→ DO THIS
Copy every line of the listing below verbatim, leaving out the picture.

#### DATA SUPPLIED

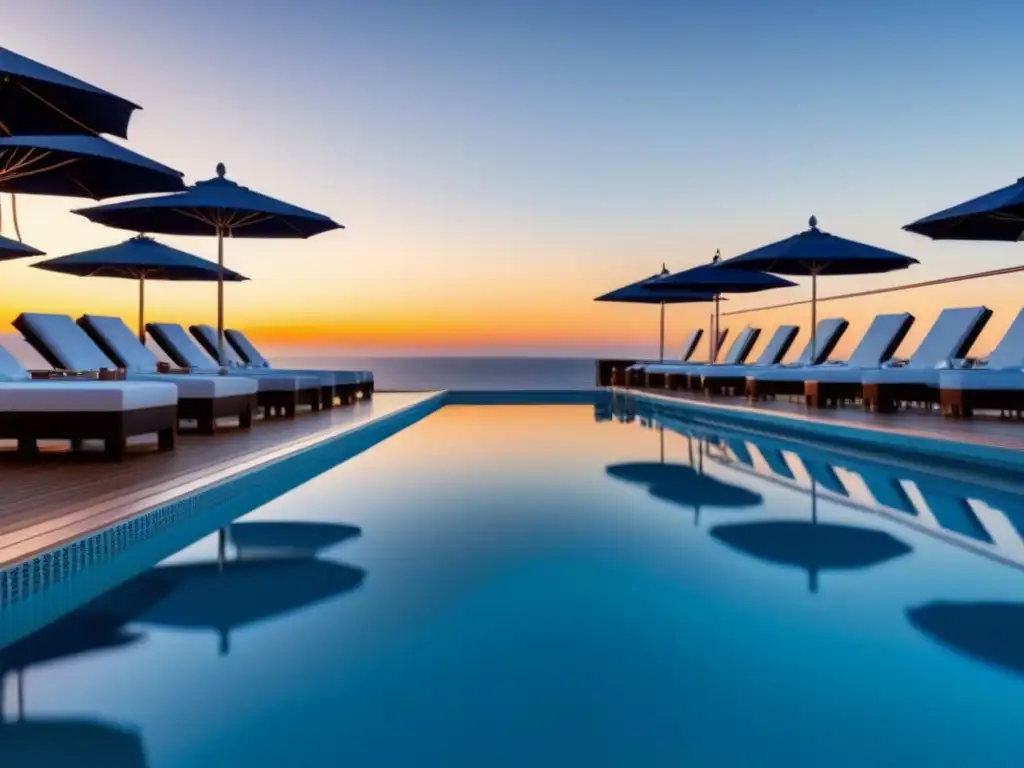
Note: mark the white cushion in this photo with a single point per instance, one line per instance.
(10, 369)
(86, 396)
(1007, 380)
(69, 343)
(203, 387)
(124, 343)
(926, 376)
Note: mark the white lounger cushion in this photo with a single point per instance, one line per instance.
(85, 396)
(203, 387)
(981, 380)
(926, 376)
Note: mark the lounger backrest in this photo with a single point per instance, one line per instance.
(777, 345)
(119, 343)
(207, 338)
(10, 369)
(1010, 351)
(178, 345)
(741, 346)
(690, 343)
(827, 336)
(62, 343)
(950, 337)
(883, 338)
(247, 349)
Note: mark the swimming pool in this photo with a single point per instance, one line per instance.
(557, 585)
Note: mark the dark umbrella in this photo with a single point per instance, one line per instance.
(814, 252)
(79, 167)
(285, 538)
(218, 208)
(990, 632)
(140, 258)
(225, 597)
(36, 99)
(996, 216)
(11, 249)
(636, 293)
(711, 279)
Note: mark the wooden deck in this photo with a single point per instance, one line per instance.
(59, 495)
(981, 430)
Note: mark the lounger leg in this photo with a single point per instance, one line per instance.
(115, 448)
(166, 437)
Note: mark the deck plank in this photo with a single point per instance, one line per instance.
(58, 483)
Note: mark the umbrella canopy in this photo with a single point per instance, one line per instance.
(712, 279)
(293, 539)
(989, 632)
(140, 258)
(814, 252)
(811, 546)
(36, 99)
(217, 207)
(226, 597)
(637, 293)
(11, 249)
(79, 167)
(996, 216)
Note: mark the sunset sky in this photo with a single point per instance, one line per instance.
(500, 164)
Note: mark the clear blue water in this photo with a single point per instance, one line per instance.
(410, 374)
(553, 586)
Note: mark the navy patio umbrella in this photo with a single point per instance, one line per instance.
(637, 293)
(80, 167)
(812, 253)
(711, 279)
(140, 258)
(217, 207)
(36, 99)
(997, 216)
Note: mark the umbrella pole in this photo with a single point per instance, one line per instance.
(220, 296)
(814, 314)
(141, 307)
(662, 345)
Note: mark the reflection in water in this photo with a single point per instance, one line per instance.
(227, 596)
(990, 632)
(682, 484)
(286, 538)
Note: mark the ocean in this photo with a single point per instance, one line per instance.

########

→ CORRECT RESPONSE
Note: mark the white cushion in this photo with a single point per instance, one line per instance.
(10, 369)
(86, 396)
(1007, 380)
(69, 343)
(203, 387)
(124, 343)
(926, 376)
Note: mark the white lounger cushion in this photo with a single point per instance, one line per instance.
(85, 396)
(203, 387)
(981, 380)
(926, 376)
Note: mark the lounger backrest in this photo with a single point per instance, one line per instance.
(777, 345)
(119, 343)
(207, 338)
(10, 369)
(1010, 351)
(178, 345)
(741, 346)
(690, 343)
(827, 336)
(62, 343)
(950, 337)
(883, 338)
(247, 349)
Note: mark the swimming pool in this photo with a single point per instance, one line per instance.
(557, 585)
Note: mark the dark umbrella in this photo with a single point per instance, one line per instance.
(814, 252)
(79, 167)
(285, 538)
(218, 208)
(990, 632)
(140, 258)
(225, 597)
(36, 99)
(996, 216)
(11, 249)
(636, 293)
(711, 279)
Note: mark the wooden deck in this photo with a single point per instance, one line per instance.
(59, 495)
(981, 430)
Note: mark the lounger leg in this photo with a single point per instance, one line per instance.
(115, 448)
(166, 437)
Note: mark the deck plank in this photo with a single point per instance, one line per instance.
(58, 483)
Note: mark the umbrella canopy in this photo with a single point per instance, one line per instance.
(712, 279)
(293, 539)
(989, 632)
(140, 258)
(814, 252)
(811, 546)
(36, 99)
(217, 207)
(226, 597)
(637, 293)
(11, 249)
(79, 167)
(996, 216)
Note: mark the sunset sky in this photo with a single point per instance, one line per instance.
(500, 164)
Note: mark the clear blue water in this photo with a single point per instance, one line per instance.
(410, 374)
(553, 586)
Note: mark the navy patio umbrella in this photo with a single point per instance, one line per instance.
(637, 293)
(80, 167)
(812, 253)
(711, 279)
(140, 258)
(217, 207)
(36, 99)
(997, 216)
Note: mark the umbrella pole in this photo with a single point per instance, one line per instance.
(220, 296)
(814, 314)
(141, 307)
(662, 345)
Note: mark the reflection in water in this photo with a single point per instance, one line per instance.
(227, 596)
(990, 632)
(682, 484)
(286, 538)
Note: mark the ocean in this photo with a single point per instance, one line per instance.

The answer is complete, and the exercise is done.